**FRAGMENTO DEL DOCUMENTO:**
Kotoko, un nombre que suena a una de esas barritas de chocolate rellenas con coco…
Pero no. Es una película perversa y obsesiva que el cineasta Shinya Tsukamoto se extrajo de las costillas en 2011… Casi siempre lo hace así el genio japonés. Cada obra suya es una extirpación primigenia, siniestra y traumatizante como un vómito de sangre. Aunque en sus films el terror es una máscara, debajo casi siempre está el rostro de un sicópata, una persona depresiva o bipolar —a la protagonista se le da bien clavar tenedores en las manos de sus pretendientes. Un síntoma.
Hablamos de Kotoko (interpretada por la cantante de J-pop, Cocco; ya lo decía), una mujer joven con trastornos mentales, bella, también, si por ahí lo vemos. Esa belleza que Tsukamoto sella con delirios y prácticas poco habituales. Por ejemplo, para saberse viva, para asegurarse de que su sangre todavía le recorre el cuerpo, la mujer se corta las venas periódicamente.
Resumen: Kotoko tiene un hijo. Lo quiere mucho, lo odia a veces, cuando imagina que lo lanza desde la azotea y el cobertor del niño vuela y su cuerpo rebota contra la acera; sonido de cartílagos que se rompen. Y la madre comienza a llorar y a buscar a su hijo que lanzó desde el tejado y lo encuentra otra vez entre la misma manta azul cielo, en la sala, reposado…
El guion, trabajo a cuatro manos entre el cineasta y la cantante Cocco, tiene, como punto a destacar, esa certeza de contar una historia, o sea, no es un conjunto de aberraciones narradas con efectismo escandaloso. No. Hay algo para decir en esas páginas, luego imágenes. De inicio, una madre con problemas mentales que lucha contra su manía de autolesión y pretende proteger a su hijo de los peligros del mundo exterior. Y esto dura hasta que servicios sociales quitan el niño debido a su enfermedad mental.

**TAREAS PENDIENTES:**
**A.** Responde estas preguntas sobre la reseña de Kotoko:
(i) ¿En qué año hizo Shinya Tsukamoto la película?
(ii) ¿Quién interpreta a Kotoko?
(iii) ¿Qué hace la mujer periódicamente para asegurarse de que sigue viva?
**B.** Reproduce al pie de la letra el pasaje de la reseña de Kotoko que empieza en "Resumen: Kotoko tiene" y sigue hasta "su enfermedad mental.".
**C.** Prosigue la reseña de la película Kotoko a partir de su última oración.
Las entradas proceden de una fuente distinta.

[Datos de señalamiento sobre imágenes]
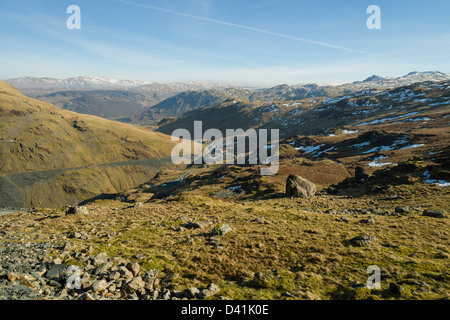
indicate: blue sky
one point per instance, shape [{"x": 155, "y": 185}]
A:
[{"x": 241, "y": 42}]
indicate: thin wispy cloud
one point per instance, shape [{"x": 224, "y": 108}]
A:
[{"x": 240, "y": 26}]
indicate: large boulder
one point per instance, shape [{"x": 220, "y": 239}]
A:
[{"x": 299, "y": 187}]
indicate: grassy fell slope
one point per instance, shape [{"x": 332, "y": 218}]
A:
[{"x": 38, "y": 137}]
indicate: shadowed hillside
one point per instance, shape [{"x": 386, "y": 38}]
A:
[{"x": 53, "y": 156}]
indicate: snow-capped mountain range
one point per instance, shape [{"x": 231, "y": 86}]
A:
[
  {"x": 100, "y": 83},
  {"x": 410, "y": 78}
]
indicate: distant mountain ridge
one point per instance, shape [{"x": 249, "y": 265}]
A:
[
  {"x": 100, "y": 83},
  {"x": 150, "y": 102}
]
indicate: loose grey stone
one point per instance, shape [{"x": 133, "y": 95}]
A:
[
  {"x": 99, "y": 286},
  {"x": 134, "y": 285},
  {"x": 100, "y": 259},
  {"x": 134, "y": 268},
  {"x": 77, "y": 210},
  {"x": 299, "y": 187},
  {"x": 192, "y": 293}
]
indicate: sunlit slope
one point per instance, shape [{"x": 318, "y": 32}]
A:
[
  {"x": 53, "y": 157},
  {"x": 38, "y": 136}
]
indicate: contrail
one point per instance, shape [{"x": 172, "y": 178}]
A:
[{"x": 240, "y": 26}]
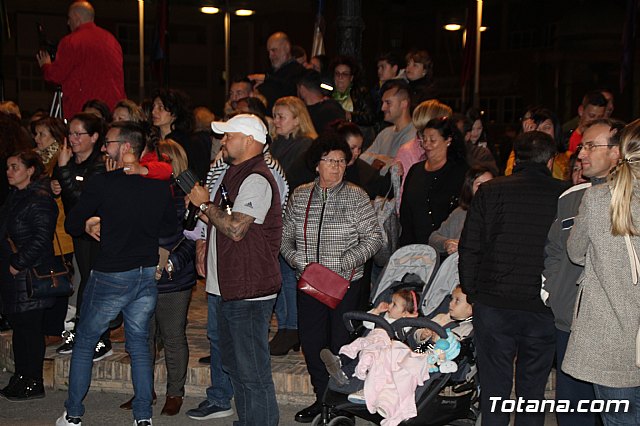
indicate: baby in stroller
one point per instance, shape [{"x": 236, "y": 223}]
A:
[
  {"x": 414, "y": 368},
  {"x": 404, "y": 304}
]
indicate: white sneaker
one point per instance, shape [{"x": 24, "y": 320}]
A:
[{"x": 65, "y": 420}]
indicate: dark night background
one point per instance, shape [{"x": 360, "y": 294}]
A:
[{"x": 543, "y": 52}]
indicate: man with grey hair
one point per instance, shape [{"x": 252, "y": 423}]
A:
[
  {"x": 285, "y": 73},
  {"x": 501, "y": 261},
  {"x": 88, "y": 62}
]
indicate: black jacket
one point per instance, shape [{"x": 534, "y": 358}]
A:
[
  {"x": 183, "y": 252},
  {"x": 428, "y": 199},
  {"x": 28, "y": 217},
  {"x": 282, "y": 82},
  {"x": 73, "y": 177},
  {"x": 502, "y": 243}
]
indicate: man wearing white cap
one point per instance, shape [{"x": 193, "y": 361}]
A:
[{"x": 242, "y": 265}]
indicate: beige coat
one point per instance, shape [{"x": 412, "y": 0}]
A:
[{"x": 607, "y": 313}]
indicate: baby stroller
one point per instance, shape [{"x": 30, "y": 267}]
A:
[
  {"x": 410, "y": 267},
  {"x": 446, "y": 398}
]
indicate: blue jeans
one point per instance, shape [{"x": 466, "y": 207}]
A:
[
  {"x": 504, "y": 337},
  {"x": 220, "y": 392},
  {"x": 244, "y": 327},
  {"x": 568, "y": 388},
  {"x": 286, "y": 304},
  {"x": 611, "y": 418},
  {"x": 134, "y": 293}
]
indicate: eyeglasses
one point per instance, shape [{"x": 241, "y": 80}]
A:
[
  {"x": 590, "y": 146},
  {"x": 341, "y": 162},
  {"x": 77, "y": 134}
]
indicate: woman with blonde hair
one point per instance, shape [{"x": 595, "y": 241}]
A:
[
  {"x": 50, "y": 133},
  {"x": 412, "y": 152},
  {"x": 292, "y": 137},
  {"x": 605, "y": 238}
]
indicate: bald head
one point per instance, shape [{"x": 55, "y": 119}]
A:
[
  {"x": 80, "y": 12},
  {"x": 279, "y": 48}
]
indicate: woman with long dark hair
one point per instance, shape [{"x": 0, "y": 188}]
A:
[
  {"x": 433, "y": 186},
  {"x": 28, "y": 221}
]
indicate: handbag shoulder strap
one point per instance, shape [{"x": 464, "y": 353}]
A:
[
  {"x": 306, "y": 218},
  {"x": 304, "y": 227}
]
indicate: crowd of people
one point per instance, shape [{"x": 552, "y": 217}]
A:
[{"x": 287, "y": 178}]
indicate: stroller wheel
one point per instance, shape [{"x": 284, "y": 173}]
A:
[{"x": 341, "y": 421}]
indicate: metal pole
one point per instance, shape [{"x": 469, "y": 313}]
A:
[
  {"x": 463, "y": 100},
  {"x": 227, "y": 49},
  {"x": 141, "y": 49},
  {"x": 476, "y": 76}
]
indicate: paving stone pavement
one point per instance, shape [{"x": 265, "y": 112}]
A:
[{"x": 111, "y": 383}]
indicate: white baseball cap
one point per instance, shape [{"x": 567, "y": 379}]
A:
[{"x": 247, "y": 124}]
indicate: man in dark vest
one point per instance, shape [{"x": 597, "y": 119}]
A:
[
  {"x": 242, "y": 265},
  {"x": 501, "y": 261},
  {"x": 127, "y": 214}
]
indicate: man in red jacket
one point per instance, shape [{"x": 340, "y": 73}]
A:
[{"x": 88, "y": 63}]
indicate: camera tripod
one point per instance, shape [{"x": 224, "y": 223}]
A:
[{"x": 56, "y": 104}]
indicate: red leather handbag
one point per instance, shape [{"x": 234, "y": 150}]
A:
[
  {"x": 320, "y": 282},
  {"x": 323, "y": 284}
]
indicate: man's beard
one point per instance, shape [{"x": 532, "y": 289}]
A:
[{"x": 227, "y": 158}]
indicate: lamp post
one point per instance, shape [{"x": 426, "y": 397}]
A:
[
  {"x": 478, "y": 29},
  {"x": 211, "y": 10},
  {"x": 141, "y": 49}
]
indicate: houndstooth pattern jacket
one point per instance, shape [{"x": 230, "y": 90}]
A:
[{"x": 342, "y": 229}]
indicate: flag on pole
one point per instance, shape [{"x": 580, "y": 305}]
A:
[
  {"x": 628, "y": 43},
  {"x": 318, "y": 29},
  {"x": 469, "y": 53},
  {"x": 160, "y": 48},
  {"x": 4, "y": 21}
]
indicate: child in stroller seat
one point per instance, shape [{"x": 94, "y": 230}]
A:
[
  {"x": 404, "y": 304},
  {"x": 440, "y": 352},
  {"x": 458, "y": 320}
]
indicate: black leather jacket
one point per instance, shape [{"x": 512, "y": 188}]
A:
[
  {"x": 28, "y": 217},
  {"x": 74, "y": 176},
  {"x": 183, "y": 252}
]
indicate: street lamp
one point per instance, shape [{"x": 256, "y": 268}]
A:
[
  {"x": 209, "y": 9},
  {"x": 477, "y": 28}
]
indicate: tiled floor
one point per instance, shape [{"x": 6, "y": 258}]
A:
[{"x": 113, "y": 373}]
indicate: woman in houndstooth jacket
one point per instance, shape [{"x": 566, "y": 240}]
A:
[{"x": 342, "y": 233}]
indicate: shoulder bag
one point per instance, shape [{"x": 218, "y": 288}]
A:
[
  {"x": 320, "y": 282},
  {"x": 48, "y": 281}
]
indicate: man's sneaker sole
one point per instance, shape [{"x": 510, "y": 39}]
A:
[
  {"x": 62, "y": 420},
  {"x": 106, "y": 354},
  {"x": 65, "y": 351},
  {"x": 216, "y": 415}
]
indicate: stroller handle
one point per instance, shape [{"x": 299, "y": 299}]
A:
[
  {"x": 420, "y": 322},
  {"x": 379, "y": 321}
]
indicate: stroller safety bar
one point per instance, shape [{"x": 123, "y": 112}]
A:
[
  {"x": 379, "y": 321},
  {"x": 420, "y": 322}
]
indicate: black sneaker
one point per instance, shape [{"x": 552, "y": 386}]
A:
[
  {"x": 66, "y": 420},
  {"x": 206, "y": 411},
  {"x": 67, "y": 346},
  {"x": 103, "y": 350}
]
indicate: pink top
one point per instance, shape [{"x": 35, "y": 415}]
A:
[{"x": 408, "y": 155}]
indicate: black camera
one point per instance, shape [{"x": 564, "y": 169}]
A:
[{"x": 44, "y": 44}]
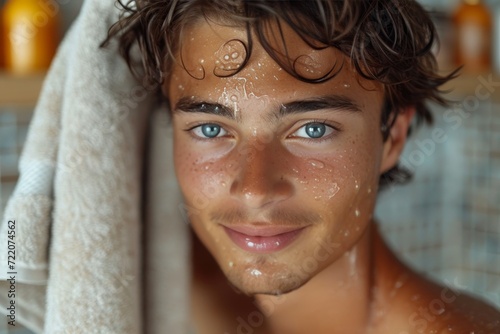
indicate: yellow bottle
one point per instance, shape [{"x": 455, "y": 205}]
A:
[
  {"x": 30, "y": 34},
  {"x": 473, "y": 28}
]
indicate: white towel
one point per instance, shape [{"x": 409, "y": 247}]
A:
[{"x": 89, "y": 259}]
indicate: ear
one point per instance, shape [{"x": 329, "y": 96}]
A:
[{"x": 396, "y": 140}]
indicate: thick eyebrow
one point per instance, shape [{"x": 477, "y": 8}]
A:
[
  {"x": 189, "y": 105},
  {"x": 336, "y": 102}
]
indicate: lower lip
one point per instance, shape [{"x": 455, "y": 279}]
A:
[{"x": 260, "y": 244}]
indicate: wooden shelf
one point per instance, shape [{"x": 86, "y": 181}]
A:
[
  {"x": 483, "y": 86},
  {"x": 20, "y": 90}
]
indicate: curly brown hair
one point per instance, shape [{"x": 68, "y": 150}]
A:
[{"x": 386, "y": 40}]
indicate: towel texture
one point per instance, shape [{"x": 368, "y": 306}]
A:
[{"x": 98, "y": 250}]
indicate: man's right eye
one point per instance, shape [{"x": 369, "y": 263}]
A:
[{"x": 209, "y": 130}]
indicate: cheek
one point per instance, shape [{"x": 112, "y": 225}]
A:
[
  {"x": 201, "y": 180},
  {"x": 341, "y": 186}
]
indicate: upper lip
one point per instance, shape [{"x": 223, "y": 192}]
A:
[{"x": 263, "y": 230}]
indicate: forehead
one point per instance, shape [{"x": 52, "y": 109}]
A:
[{"x": 210, "y": 65}]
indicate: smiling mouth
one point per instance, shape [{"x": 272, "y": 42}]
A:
[{"x": 263, "y": 239}]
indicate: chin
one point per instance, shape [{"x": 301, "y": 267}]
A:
[{"x": 271, "y": 280}]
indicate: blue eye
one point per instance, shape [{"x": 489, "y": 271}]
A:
[
  {"x": 209, "y": 130},
  {"x": 313, "y": 130}
]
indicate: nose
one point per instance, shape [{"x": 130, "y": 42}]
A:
[{"x": 262, "y": 176}]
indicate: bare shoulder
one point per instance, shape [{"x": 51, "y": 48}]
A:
[
  {"x": 408, "y": 303},
  {"x": 422, "y": 306}
]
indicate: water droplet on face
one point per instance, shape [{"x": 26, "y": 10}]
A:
[
  {"x": 333, "y": 191},
  {"x": 316, "y": 163},
  {"x": 255, "y": 273}
]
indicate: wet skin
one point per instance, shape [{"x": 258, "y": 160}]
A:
[{"x": 264, "y": 153}]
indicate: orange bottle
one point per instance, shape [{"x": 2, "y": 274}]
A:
[
  {"x": 473, "y": 28},
  {"x": 30, "y": 34}
]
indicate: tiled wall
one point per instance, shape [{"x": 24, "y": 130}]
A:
[{"x": 446, "y": 222}]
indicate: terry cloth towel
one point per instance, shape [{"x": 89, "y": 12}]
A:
[{"x": 100, "y": 243}]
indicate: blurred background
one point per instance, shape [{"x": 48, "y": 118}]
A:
[{"x": 444, "y": 223}]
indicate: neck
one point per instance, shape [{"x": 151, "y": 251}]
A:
[{"x": 337, "y": 300}]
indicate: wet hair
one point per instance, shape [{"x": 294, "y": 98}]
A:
[{"x": 388, "y": 41}]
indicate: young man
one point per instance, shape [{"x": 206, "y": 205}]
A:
[{"x": 287, "y": 117}]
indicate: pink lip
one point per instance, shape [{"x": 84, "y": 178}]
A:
[{"x": 262, "y": 239}]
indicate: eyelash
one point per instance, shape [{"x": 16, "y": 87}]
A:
[
  {"x": 195, "y": 137},
  {"x": 335, "y": 129}
]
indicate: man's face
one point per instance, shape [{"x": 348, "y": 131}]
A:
[{"x": 279, "y": 176}]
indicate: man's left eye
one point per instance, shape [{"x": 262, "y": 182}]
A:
[
  {"x": 209, "y": 130},
  {"x": 313, "y": 130}
]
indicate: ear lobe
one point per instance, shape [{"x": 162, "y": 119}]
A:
[{"x": 396, "y": 140}]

**RESPUESTAS POR TAREA:**
**A.**
(i) En 2011.
(ii) La cantante de J-pop Cocco.
(iii) Se corta las venas.

**B.**
Resumen: Kotoko tiene un hijo. Lo quiere mucho, lo odia a veces, cuando imagina que lo lanza desde la azotea y el cobertor del niño vuela y su cuerpo rebota contra la acera; sonido de cartílagos que se rompen. Y la madre comienza a llorar y a buscar a su hijo que lanzó desde el tejado y lo encuentra otra vez entre la misma manta azul cielo, en la sala, reposado…
El guion, trabajo a cuatro manos entre el cineasta y la cantante Cocco, tiene, como punto a destacar, esa certeza de contar una historia, o sea, no es un conjunto de aberraciones narradas con efectismo escandaloso. No. Hay algo para decir en esas páginas, luego imágenes. De inicio, una madre con problemas mentales que lucha contra su manía de autolesión y pretende proteger a su hijo de los peligros del mundo exterior. Y esto dura hasta que servicios sociales quitan el niño debido a su enfermedad mental.

**C.**
Resumen: Kotoko es una joven que canta, porque viaja a la casa de su hermana a ver al hijo que le arrebataron. Va en un autobús, bajo el sol contra la ventanilla, y canta entre estados meditativos, con ese desencanto solitario y atractivo de las chicas de Edward Hopper. En lo siguiente, aparece Tanaka (alter ego de Tsukamoto, interpretado por él mismo), un escritor que se enamora de Kotoko…
Si hacemos una separación arbitraria, la sinopsis anterior es la de una “segunda parte” en la misma cinta. Comienza cuando los protagonistas se conocen y establecen entre ambos una relación de perversiones basadas en el masoquismo de Tanaka, para el placer de Kotoko, amante lejana y verdugo. El escritor ve en la violencia de su amada la expresión única de su amor, la expresión pura de un sentimiento. Así, se somete a sesiones de tortura, en lo que es, de seguro, una de las relaciones de pareja más tormentosas hecha cine.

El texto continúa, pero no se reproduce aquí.